## TASK GOAL
Rewrite the data from the line containing "Where can the player's knee" through the line containing "point(341, 372)", substituting "athlete's knee" for "player's knee" and leaving everything else unchanged.

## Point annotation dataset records
_____
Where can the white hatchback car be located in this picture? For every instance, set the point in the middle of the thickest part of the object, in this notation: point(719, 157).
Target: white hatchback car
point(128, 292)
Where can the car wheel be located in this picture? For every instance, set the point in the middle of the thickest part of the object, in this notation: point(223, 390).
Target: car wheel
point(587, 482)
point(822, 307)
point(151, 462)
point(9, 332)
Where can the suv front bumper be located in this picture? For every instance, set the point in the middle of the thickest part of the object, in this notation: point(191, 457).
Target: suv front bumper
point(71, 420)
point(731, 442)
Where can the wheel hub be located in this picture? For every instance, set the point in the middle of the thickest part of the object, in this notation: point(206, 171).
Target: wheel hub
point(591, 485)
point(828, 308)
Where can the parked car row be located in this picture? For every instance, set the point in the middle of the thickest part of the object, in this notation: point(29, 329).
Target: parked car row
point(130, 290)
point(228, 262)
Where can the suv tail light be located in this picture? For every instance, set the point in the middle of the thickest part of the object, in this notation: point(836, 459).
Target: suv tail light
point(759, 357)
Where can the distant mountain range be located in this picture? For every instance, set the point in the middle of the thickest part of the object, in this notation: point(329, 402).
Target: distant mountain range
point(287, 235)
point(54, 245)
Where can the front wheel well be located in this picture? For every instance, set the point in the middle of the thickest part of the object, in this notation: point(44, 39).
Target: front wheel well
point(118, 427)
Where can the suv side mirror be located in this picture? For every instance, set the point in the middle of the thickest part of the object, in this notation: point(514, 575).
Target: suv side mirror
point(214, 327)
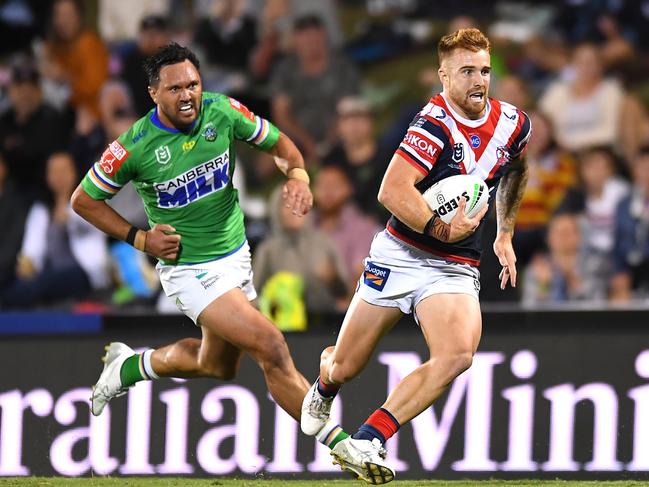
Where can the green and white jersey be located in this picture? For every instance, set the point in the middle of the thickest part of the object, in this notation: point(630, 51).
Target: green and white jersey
point(185, 177)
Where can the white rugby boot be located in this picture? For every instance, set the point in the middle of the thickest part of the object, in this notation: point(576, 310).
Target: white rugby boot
point(315, 411)
point(365, 459)
point(109, 384)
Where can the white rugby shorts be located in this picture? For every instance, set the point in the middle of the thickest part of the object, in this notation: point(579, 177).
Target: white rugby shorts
point(194, 286)
point(398, 275)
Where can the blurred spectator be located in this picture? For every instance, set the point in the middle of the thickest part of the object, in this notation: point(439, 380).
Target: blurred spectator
point(567, 272)
point(597, 198)
point(116, 108)
point(544, 58)
point(552, 171)
point(226, 38)
point(271, 38)
point(121, 20)
point(598, 22)
point(13, 212)
point(338, 217)
point(360, 153)
point(30, 130)
point(306, 87)
point(631, 253)
point(62, 255)
point(514, 90)
point(153, 33)
point(76, 56)
point(297, 269)
point(588, 110)
point(20, 22)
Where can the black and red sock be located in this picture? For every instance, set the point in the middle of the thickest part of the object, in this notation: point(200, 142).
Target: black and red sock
point(327, 390)
point(381, 424)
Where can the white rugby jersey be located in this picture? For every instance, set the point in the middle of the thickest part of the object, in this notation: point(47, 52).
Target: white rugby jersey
point(441, 143)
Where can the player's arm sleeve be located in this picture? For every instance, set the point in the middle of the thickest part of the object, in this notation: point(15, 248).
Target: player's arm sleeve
point(251, 128)
point(521, 135)
point(423, 143)
point(107, 176)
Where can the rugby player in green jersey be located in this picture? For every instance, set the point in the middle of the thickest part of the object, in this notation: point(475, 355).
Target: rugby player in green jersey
point(180, 158)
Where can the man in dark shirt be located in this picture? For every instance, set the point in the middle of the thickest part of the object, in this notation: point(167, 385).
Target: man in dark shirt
point(13, 212)
point(30, 130)
point(153, 34)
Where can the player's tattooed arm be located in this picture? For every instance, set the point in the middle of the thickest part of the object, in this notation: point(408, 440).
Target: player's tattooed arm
point(509, 195)
point(508, 200)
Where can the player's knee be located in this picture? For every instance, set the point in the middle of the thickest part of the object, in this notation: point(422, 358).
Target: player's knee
point(457, 363)
point(272, 351)
point(326, 354)
point(341, 372)
point(218, 370)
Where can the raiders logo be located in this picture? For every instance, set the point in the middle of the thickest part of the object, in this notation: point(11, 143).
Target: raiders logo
point(458, 152)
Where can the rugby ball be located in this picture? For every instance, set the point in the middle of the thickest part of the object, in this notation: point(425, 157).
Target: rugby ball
point(443, 197)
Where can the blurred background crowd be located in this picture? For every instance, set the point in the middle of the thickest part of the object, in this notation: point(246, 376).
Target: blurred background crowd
point(343, 78)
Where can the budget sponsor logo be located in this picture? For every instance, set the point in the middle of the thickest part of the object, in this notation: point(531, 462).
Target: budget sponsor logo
point(375, 276)
point(112, 158)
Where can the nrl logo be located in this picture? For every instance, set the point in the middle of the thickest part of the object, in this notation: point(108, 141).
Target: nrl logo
point(458, 152)
point(163, 154)
point(210, 134)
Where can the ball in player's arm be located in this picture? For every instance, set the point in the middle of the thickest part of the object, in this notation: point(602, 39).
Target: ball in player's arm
point(421, 264)
point(180, 157)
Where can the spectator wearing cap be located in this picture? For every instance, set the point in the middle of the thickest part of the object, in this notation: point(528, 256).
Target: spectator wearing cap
point(631, 248)
point(153, 34)
point(77, 57)
point(30, 130)
point(360, 153)
point(119, 21)
point(340, 219)
point(227, 35)
point(13, 213)
point(307, 85)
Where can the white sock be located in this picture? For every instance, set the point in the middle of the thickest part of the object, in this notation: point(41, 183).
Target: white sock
point(146, 363)
point(331, 434)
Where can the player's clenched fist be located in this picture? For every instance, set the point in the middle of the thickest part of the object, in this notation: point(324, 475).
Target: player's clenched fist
point(297, 196)
point(163, 242)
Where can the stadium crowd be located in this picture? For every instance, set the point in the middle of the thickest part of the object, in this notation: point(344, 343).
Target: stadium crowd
point(71, 80)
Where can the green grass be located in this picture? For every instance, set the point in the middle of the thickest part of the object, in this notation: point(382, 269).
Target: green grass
point(185, 482)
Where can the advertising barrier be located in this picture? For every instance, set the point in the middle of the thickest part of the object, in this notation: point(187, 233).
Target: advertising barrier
point(549, 395)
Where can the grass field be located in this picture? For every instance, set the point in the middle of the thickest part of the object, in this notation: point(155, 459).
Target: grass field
point(185, 482)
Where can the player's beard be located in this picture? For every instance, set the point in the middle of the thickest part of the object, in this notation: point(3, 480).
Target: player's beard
point(182, 122)
point(473, 109)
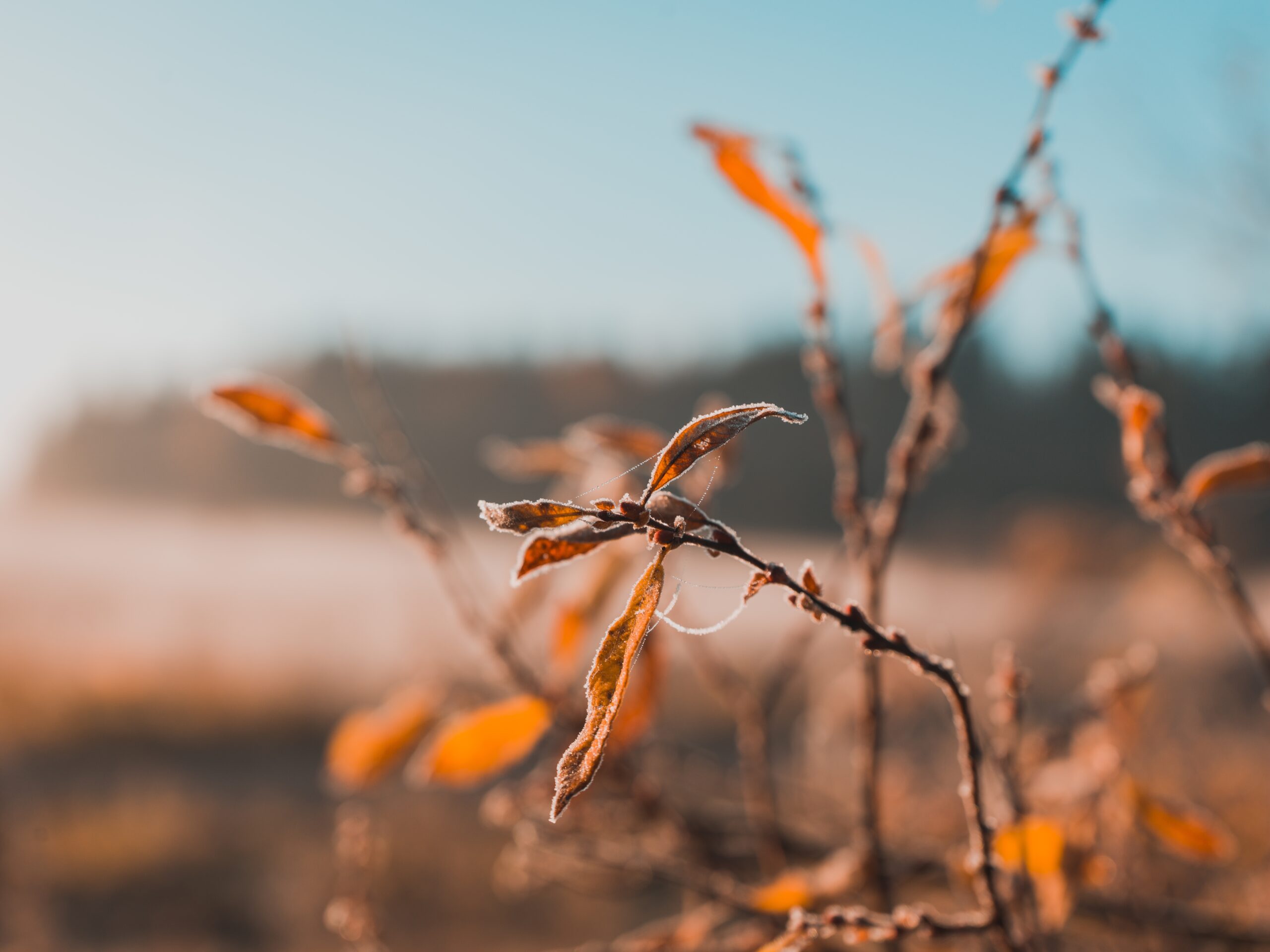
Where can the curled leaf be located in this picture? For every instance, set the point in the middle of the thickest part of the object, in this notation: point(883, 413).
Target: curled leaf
point(706, 433)
point(639, 711)
point(477, 746)
point(550, 549)
point(1141, 445)
point(272, 412)
point(526, 517)
point(606, 686)
point(1246, 468)
point(573, 619)
point(733, 155)
point(667, 507)
point(369, 742)
point(1185, 831)
point(635, 441)
point(792, 889)
point(1038, 842)
point(1009, 245)
point(531, 460)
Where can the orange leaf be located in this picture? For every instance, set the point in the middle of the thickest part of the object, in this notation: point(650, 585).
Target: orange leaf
point(640, 710)
point(477, 746)
point(1246, 468)
point(889, 330)
point(369, 742)
point(1187, 831)
point(606, 686)
point(792, 889)
point(272, 412)
point(706, 433)
point(550, 549)
point(733, 155)
point(1038, 841)
point(1009, 245)
point(520, 518)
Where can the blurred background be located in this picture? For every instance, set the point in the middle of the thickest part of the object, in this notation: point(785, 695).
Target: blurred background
point(500, 203)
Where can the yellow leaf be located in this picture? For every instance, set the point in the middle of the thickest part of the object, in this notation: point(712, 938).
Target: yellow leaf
point(1038, 841)
point(1246, 468)
point(1185, 831)
point(733, 155)
point(527, 516)
point(606, 686)
point(475, 746)
point(271, 412)
point(369, 742)
point(706, 433)
point(783, 894)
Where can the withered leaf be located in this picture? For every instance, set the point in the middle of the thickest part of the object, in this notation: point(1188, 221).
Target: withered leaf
point(706, 433)
point(606, 686)
point(1246, 468)
point(1037, 843)
point(550, 549)
point(1009, 245)
point(369, 742)
point(792, 889)
point(475, 746)
point(640, 710)
point(272, 412)
point(666, 507)
point(1185, 831)
point(635, 441)
point(527, 516)
point(733, 155)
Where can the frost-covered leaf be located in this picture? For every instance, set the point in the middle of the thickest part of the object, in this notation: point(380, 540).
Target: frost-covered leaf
point(1246, 468)
point(477, 746)
point(706, 433)
point(734, 158)
point(272, 412)
point(606, 686)
point(550, 549)
point(628, 438)
point(369, 742)
point(529, 516)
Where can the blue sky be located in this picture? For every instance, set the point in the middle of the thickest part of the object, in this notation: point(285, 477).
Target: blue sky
point(191, 187)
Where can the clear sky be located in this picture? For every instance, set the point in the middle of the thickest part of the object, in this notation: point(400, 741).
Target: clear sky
point(187, 187)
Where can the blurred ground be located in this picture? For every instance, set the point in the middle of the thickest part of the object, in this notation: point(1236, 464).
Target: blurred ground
point(169, 677)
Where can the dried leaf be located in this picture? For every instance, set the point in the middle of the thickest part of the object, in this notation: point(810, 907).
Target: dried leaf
point(606, 686)
point(635, 441)
point(1187, 831)
point(758, 581)
point(792, 889)
point(552, 549)
point(1009, 245)
point(1141, 445)
point(531, 460)
point(1038, 841)
point(706, 433)
point(1246, 468)
point(666, 507)
point(529, 516)
point(369, 742)
point(639, 711)
point(573, 619)
point(273, 413)
point(475, 746)
point(733, 155)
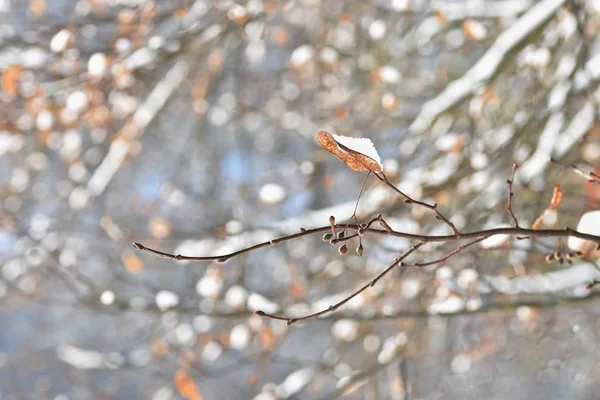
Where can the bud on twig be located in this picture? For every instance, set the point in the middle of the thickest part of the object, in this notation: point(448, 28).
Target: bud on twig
point(360, 250)
point(343, 249)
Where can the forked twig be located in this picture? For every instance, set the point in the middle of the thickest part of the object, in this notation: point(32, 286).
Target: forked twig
point(361, 229)
point(337, 305)
point(409, 200)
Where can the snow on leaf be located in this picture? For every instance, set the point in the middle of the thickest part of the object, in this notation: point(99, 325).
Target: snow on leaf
point(358, 154)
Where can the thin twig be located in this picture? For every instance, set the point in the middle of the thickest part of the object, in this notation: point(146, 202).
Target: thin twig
point(410, 200)
point(337, 305)
point(591, 176)
point(447, 256)
point(511, 194)
point(520, 232)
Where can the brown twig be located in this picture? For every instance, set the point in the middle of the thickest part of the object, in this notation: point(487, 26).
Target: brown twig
point(361, 229)
point(447, 256)
point(409, 200)
point(337, 305)
point(518, 232)
point(511, 194)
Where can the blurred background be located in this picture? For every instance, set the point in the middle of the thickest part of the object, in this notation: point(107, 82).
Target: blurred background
point(190, 126)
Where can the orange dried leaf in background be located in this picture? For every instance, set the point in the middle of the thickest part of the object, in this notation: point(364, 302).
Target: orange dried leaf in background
point(132, 263)
point(10, 79)
point(556, 198)
point(354, 157)
point(186, 386)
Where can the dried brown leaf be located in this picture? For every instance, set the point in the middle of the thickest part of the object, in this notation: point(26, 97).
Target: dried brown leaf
point(556, 198)
point(353, 159)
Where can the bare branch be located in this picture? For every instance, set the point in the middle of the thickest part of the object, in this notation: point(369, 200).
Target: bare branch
point(410, 200)
point(337, 305)
point(591, 176)
point(511, 194)
point(520, 233)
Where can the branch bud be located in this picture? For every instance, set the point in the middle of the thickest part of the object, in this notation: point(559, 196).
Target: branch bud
point(360, 250)
point(327, 237)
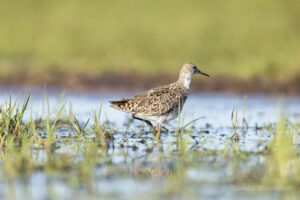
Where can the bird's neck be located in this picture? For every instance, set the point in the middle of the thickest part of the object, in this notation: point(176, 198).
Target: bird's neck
point(185, 81)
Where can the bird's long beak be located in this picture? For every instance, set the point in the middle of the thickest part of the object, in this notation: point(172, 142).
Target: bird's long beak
point(199, 72)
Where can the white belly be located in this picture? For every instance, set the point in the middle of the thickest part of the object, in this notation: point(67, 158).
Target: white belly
point(161, 119)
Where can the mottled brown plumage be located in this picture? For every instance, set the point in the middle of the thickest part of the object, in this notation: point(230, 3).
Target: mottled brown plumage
point(162, 103)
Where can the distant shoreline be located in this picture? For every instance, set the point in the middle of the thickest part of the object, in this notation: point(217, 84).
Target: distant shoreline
point(110, 82)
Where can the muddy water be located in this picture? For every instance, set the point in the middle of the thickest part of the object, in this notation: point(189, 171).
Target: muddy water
point(209, 133)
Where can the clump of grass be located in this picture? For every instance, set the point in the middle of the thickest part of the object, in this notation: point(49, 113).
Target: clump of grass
point(283, 164)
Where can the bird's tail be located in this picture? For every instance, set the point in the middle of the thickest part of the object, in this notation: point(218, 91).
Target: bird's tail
point(122, 105)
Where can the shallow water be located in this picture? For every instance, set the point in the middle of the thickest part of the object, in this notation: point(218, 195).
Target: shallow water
point(134, 147)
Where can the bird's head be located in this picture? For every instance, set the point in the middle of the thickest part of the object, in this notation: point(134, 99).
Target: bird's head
point(188, 69)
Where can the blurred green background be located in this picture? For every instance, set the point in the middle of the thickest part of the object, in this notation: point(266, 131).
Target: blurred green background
point(245, 40)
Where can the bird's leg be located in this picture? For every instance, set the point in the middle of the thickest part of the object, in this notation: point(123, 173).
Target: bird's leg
point(143, 120)
point(158, 132)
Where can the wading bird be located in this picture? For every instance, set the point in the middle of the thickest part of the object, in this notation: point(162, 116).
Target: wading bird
point(160, 104)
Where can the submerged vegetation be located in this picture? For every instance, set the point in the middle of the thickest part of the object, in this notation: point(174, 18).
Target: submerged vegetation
point(83, 157)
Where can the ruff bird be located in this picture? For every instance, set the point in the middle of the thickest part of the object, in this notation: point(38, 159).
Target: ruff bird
point(160, 104)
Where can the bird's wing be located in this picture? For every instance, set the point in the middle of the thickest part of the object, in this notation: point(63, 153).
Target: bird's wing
point(159, 100)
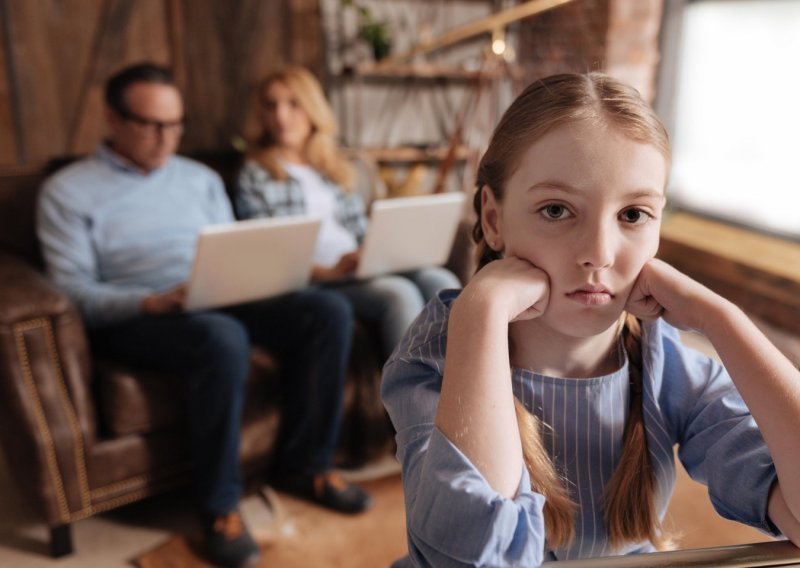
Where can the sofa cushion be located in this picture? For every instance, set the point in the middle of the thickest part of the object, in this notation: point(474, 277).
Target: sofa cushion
point(139, 402)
_____
## RESPONSE TO THE EXERCISE
Where can the athlete's knee be located in this picture? For every instance, set the point in the middle of the thickest part of the object, in this notation: point(422, 358).
Target: athlete's knee
point(457, 363)
point(272, 351)
point(326, 354)
point(341, 372)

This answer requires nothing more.